*CHALLENGE*. Reproduce, word for word, every line starting at the line that contains "palm frond, each" and ending with the final line of the entries.

*DATASET EXCERPTS*.
* Start *
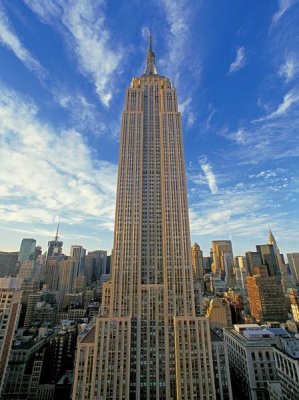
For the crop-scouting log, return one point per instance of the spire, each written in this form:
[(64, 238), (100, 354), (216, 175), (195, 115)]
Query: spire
[(271, 239), (56, 237), (150, 58)]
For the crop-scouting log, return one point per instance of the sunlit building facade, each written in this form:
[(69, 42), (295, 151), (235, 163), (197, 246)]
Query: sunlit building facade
[(149, 341)]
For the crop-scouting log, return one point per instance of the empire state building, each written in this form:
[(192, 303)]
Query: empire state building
[(148, 341)]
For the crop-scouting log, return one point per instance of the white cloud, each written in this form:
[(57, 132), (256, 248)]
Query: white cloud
[(83, 24), (84, 114), (289, 99), (284, 5), (179, 55), (212, 111), (210, 177), (239, 61), (56, 173), (10, 40), (289, 69), (239, 136)]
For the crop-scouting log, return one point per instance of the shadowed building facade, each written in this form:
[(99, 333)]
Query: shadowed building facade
[(149, 341)]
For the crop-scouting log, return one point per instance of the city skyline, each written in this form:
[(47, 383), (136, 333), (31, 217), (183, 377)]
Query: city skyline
[(63, 72)]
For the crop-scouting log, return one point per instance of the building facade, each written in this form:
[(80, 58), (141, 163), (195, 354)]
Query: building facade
[(266, 297), (150, 342)]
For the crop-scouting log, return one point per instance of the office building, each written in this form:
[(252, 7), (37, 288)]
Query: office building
[(55, 246), (294, 300), (266, 297), (221, 367), (293, 260), (286, 354), (251, 359), (27, 250), (253, 259), (78, 253), (8, 261), (222, 259), (10, 309), (269, 259), (198, 273), (219, 313), (150, 343)]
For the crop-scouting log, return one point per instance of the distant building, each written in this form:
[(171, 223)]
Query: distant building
[(55, 246), (78, 253), (222, 258), (197, 266), (27, 250), (294, 300), (251, 359), (266, 297), (8, 261), (10, 309), (219, 313), (269, 259), (286, 355), (293, 260), (253, 258), (221, 367)]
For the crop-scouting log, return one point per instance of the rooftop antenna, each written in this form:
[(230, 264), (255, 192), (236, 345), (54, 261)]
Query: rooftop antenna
[(56, 237)]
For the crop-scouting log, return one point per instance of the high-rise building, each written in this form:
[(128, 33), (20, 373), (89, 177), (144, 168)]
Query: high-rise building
[(269, 259), (10, 309), (198, 273), (221, 367), (294, 300), (150, 343), (293, 260), (219, 313), (78, 253), (8, 261), (253, 259), (266, 297), (278, 256), (55, 246), (251, 359), (222, 258)]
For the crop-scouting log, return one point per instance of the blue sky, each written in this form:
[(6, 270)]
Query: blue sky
[(64, 68)]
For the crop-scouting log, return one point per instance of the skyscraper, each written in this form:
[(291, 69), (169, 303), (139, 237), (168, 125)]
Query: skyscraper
[(266, 297), (149, 342), (27, 250), (222, 258), (55, 246)]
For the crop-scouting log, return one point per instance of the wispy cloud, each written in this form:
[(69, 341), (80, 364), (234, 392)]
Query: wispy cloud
[(84, 114), (283, 6), (239, 61), (177, 56), (56, 172), (83, 24), (271, 137), (243, 209), (209, 175), (292, 97), (212, 111), (289, 68), (10, 40)]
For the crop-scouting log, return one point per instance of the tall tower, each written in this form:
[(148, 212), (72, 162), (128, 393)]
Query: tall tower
[(149, 342)]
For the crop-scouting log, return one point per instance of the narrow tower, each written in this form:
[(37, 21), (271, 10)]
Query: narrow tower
[(149, 342)]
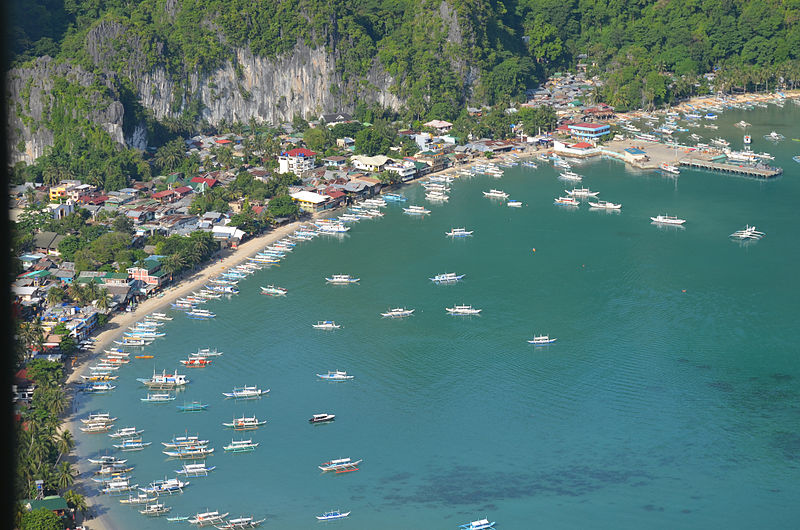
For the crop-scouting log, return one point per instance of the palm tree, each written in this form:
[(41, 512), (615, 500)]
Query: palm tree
[(103, 300), (77, 501), (65, 475), (55, 295), (64, 442)]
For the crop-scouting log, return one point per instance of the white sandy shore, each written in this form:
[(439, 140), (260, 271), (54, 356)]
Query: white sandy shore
[(120, 322)]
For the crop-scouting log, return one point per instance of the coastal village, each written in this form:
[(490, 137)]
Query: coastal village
[(62, 304)]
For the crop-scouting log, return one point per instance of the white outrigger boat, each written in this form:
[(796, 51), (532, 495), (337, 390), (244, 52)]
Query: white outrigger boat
[(495, 194), (605, 205), (326, 324), (581, 192), (341, 279), (447, 277), (398, 312), (332, 515), (542, 339), (195, 470), (748, 232), (336, 375), (416, 210), (245, 392), (459, 232), (240, 522), (667, 220), (463, 310), (340, 465), (208, 518), (481, 524), (241, 446), (245, 423)]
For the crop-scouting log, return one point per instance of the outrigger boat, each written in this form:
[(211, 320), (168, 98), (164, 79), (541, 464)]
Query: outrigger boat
[(155, 510), (184, 441), (107, 460), (542, 339), (241, 446), (326, 324), (481, 524), (342, 279), (195, 470), (271, 290), (245, 423), (157, 398), (141, 498), (463, 310), (447, 277), (194, 406), (166, 486), (332, 515), (195, 362), (100, 417), (322, 418), (126, 432), (245, 392), (398, 312), (164, 381), (240, 522), (208, 518), (191, 452), (336, 375), (340, 465)]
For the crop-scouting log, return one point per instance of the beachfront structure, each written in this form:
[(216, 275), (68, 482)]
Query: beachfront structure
[(297, 161), (311, 202), (370, 163), (589, 130)]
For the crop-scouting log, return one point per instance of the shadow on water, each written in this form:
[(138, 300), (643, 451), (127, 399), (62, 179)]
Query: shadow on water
[(465, 485)]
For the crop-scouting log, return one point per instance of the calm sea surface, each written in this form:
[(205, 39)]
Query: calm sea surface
[(671, 398)]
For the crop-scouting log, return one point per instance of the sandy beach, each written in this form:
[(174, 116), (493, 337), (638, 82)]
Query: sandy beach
[(119, 323)]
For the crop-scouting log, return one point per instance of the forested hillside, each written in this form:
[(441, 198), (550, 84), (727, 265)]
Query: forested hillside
[(177, 63)]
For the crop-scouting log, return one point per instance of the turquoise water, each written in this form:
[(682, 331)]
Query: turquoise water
[(669, 400)]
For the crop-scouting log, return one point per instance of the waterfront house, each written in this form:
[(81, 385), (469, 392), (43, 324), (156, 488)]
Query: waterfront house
[(296, 161), (370, 163), (590, 131), (310, 202), (335, 118)]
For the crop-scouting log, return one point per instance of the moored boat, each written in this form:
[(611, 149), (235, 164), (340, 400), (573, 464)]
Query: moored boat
[(332, 515), (336, 375), (322, 418)]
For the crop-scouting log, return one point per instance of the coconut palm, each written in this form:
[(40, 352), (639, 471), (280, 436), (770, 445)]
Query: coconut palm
[(64, 442), (65, 475), (76, 501), (103, 300)]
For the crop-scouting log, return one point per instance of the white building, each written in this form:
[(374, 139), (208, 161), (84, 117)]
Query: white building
[(297, 161)]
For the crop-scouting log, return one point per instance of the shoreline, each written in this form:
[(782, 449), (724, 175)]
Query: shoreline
[(117, 325)]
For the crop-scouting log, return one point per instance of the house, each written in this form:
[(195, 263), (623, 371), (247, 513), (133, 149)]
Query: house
[(296, 161), (53, 503), (309, 201), (47, 243), (334, 161), (335, 119), (585, 130), (345, 143), (440, 126), (148, 271), (370, 163)]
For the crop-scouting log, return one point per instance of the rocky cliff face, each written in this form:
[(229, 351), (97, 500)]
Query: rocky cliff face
[(271, 90), (36, 92)]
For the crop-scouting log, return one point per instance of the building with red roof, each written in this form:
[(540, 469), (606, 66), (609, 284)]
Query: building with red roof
[(296, 161)]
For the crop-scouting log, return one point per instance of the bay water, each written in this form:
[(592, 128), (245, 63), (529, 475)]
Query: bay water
[(669, 400)]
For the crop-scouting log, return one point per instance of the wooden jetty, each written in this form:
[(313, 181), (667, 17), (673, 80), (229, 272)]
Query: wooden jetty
[(763, 172)]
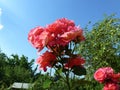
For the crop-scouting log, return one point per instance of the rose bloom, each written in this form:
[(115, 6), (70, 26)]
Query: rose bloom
[(63, 31), (78, 61), (103, 73), (38, 37), (111, 86), (47, 59)]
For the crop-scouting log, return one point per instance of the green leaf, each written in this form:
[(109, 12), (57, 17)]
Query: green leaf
[(79, 70), (47, 83)]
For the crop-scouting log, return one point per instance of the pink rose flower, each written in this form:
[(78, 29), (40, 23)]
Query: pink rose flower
[(47, 59), (111, 86), (103, 73)]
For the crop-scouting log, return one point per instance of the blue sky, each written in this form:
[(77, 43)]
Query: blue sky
[(19, 16)]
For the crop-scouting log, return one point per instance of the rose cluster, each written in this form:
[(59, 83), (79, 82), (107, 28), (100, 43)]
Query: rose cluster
[(57, 37), (107, 76)]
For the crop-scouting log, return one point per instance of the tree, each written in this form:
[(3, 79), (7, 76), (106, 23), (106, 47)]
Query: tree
[(102, 46)]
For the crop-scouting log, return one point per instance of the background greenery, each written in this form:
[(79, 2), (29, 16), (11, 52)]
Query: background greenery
[(101, 48)]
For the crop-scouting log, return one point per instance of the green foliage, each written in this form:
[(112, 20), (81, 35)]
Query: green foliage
[(102, 46)]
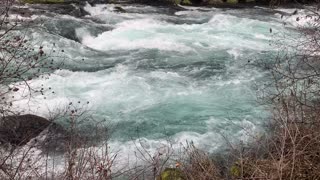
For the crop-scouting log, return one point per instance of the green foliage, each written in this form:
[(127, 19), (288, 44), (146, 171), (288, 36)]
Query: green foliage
[(171, 174), (43, 1)]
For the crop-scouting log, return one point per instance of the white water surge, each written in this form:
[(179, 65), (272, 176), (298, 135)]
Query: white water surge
[(157, 74)]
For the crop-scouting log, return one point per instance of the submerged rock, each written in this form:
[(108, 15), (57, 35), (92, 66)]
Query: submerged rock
[(119, 9), (19, 130)]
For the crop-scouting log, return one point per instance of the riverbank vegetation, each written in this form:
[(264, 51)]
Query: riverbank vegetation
[(290, 149)]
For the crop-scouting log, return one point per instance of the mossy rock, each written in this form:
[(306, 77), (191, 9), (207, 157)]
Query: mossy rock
[(235, 171), (43, 1), (186, 2), (232, 1), (171, 174), (176, 1), (214, 2), (119, 9)]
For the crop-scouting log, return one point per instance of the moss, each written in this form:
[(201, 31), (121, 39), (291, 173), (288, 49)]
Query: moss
[(215, 2), (171, 174), (176, 1), (43, 1), (186, 2), (232, 1)]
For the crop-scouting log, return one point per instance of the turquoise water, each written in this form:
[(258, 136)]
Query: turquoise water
[(158, 74)]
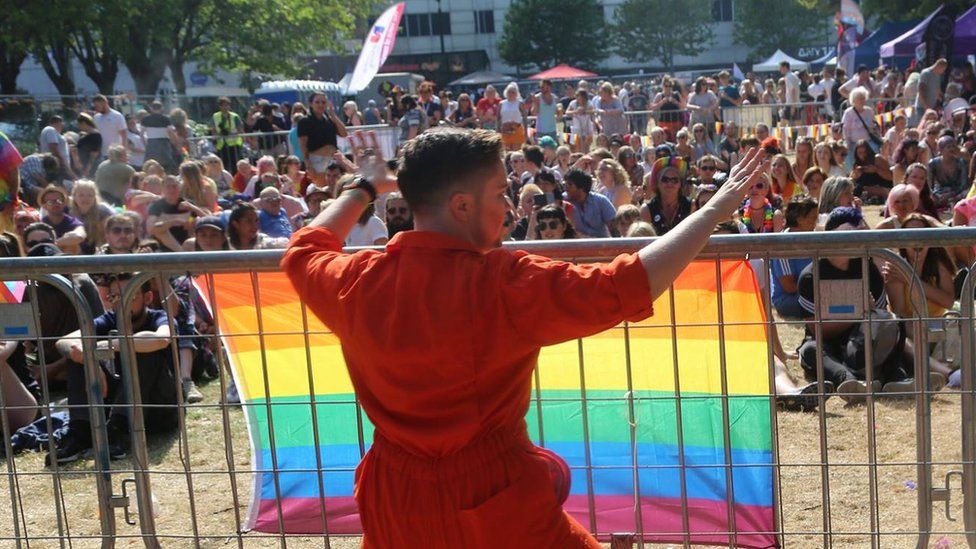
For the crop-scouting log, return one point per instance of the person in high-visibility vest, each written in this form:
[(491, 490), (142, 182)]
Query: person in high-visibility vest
[(228, 126)]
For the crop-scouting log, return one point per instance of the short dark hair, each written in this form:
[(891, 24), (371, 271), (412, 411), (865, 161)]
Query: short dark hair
[(439, 161), (842, 215), (580, 179), (799, 207), (533, 154), (40, 226)]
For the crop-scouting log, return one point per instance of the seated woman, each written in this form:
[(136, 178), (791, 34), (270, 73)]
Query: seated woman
[(801, 216), (871, 173), (935, 271)]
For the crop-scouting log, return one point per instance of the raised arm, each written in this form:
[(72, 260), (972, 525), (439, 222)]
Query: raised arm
[(666, 257)]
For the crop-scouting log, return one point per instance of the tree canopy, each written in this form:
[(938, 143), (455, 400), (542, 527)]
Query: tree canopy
[(643, 33), (545, 33)]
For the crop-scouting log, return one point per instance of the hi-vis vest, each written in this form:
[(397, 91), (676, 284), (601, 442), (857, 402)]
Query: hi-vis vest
[(231, 126)]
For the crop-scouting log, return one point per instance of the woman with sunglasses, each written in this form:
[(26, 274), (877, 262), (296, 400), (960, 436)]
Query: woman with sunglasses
[(465, 116), (669, 206), (758, 214), (551, 223), (86, 205)]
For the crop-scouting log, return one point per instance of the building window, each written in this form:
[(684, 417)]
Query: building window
[(484, 22), (722, 10), (426, 24)]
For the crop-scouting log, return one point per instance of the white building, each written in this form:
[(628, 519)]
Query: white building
[(476, 25)]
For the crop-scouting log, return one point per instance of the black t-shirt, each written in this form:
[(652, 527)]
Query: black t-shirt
[(161, 207), (319, 131), (88, 144), (156, 120), (808, 294)]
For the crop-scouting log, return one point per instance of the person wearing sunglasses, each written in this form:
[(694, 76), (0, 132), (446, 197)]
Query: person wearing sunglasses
[(70, 230), (668, 205)]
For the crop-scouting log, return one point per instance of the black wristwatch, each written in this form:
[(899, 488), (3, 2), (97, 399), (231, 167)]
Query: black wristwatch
[(364, 184)]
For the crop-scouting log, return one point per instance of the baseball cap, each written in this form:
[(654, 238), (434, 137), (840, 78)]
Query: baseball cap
[(211, 221), (547, 142), (313, 189)]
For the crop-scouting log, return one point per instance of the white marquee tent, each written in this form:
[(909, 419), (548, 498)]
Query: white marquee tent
[(772, 64)]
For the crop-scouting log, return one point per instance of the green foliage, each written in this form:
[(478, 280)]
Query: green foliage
[(545, 33), (768, 25), (644, 32), (901, 10)]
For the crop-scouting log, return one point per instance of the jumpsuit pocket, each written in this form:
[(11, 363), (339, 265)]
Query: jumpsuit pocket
[(520, 512)]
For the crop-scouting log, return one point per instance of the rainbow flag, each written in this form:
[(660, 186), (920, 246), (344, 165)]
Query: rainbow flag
[(311, 492)]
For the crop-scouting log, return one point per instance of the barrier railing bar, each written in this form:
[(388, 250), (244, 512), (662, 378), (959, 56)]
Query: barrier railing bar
[(223, 368), (255, 288)]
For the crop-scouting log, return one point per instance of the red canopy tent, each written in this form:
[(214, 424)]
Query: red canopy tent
[(562, 72)]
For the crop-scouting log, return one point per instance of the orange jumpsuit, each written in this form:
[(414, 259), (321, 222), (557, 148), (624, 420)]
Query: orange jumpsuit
[(441, 342)]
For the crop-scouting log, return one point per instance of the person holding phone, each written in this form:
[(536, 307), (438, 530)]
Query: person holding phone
[(318, 136)]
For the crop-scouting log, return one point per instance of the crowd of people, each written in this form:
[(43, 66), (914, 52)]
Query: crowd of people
[(599, 161)]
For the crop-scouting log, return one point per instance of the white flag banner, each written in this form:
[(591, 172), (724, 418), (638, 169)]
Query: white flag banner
[(376, 48)]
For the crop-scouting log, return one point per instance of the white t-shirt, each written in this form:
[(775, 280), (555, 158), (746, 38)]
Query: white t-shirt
[(109, 125), (50, 136), (365, 235)]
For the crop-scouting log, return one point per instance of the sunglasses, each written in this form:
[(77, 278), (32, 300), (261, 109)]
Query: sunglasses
[(32, 243)]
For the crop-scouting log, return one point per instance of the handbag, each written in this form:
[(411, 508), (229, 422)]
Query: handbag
[(876, 141)]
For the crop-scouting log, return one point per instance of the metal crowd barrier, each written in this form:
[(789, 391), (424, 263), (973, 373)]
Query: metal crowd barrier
[(190, 488)]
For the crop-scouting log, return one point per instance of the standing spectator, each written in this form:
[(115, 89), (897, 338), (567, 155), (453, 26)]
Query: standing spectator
[(593, 214), (372, 115), (273, 220), (544, 107), (89, 145), (227, 126), (38, 171), (669, 104), (318, 136), (110, 123), (87, 207), (135, 143), (487, 108), (510, 118), (154, 362), (10, 161), (113, 175), (668, 205), (70, 231), (160, 137), (703, 106), (930, 87), (52, 142), (637, 103), (611, 111)]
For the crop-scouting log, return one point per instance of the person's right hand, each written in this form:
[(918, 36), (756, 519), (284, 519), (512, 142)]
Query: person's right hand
[(741, 178)]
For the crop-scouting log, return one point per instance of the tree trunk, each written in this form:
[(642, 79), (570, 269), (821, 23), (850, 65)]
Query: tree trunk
[(179, 78), (10, 62), (55, 59)]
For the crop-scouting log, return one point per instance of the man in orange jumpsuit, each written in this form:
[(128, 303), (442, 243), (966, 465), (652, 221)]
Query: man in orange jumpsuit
[(441, 333)]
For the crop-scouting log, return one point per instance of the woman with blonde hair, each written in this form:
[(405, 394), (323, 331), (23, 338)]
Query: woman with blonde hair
[(193, 181), (614, 181), (86, 204)]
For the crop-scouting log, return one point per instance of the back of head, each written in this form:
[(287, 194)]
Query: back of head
[(441, 161)]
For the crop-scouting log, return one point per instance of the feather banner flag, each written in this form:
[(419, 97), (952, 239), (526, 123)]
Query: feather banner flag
[(605, 403)]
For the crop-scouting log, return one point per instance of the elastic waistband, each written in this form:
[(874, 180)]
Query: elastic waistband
[(477, 454)]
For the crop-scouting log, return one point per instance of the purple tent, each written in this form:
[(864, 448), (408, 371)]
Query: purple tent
[(905, 44), (965, 42)]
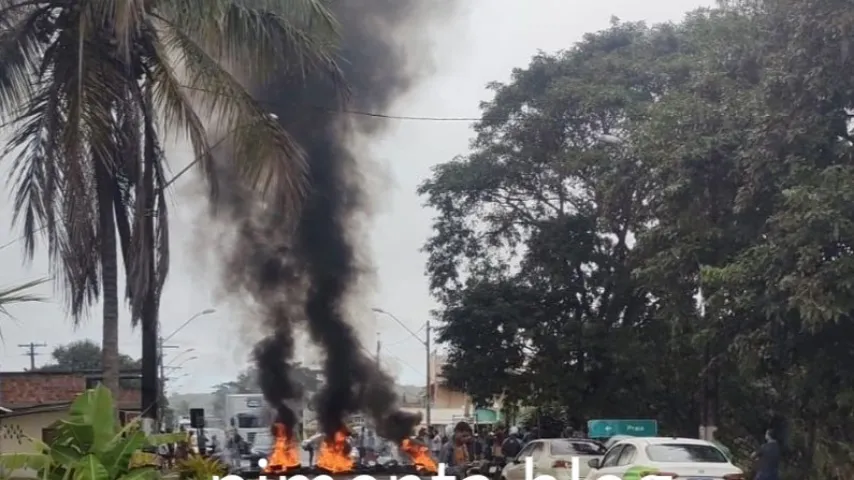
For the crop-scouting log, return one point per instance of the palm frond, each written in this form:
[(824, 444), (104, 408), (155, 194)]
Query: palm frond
[(21, 35), (269, 159), (19, 294)]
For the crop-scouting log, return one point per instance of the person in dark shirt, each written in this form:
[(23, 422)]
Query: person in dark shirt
[(768, 458)]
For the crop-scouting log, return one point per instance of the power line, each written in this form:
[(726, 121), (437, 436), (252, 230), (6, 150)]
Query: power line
[(317, 107), (31, 351), (358, 112)]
* End *
*COMPLETED TASK*.
For the crop-scouting log, return one point per instance of the palm frond, each written in this form:
[(824, 444), (104, 408), (155, 194)]
Query: palm frond
[(21, 35), (269, 159), (19, 294)]
For the crop-scouting log, return one point per instance of the person in dark shirt, each written in this form:
[(23, 422)]
Query: person in dark shirt
[(768, 458)]
For the crop-scouting log, return one point per instance of the power line, each written in this form:
[(726, 121), (437, 436), (252, 230), (6, 150)]
Query: power line
[(317, 107), (31, 351), (358, 112)]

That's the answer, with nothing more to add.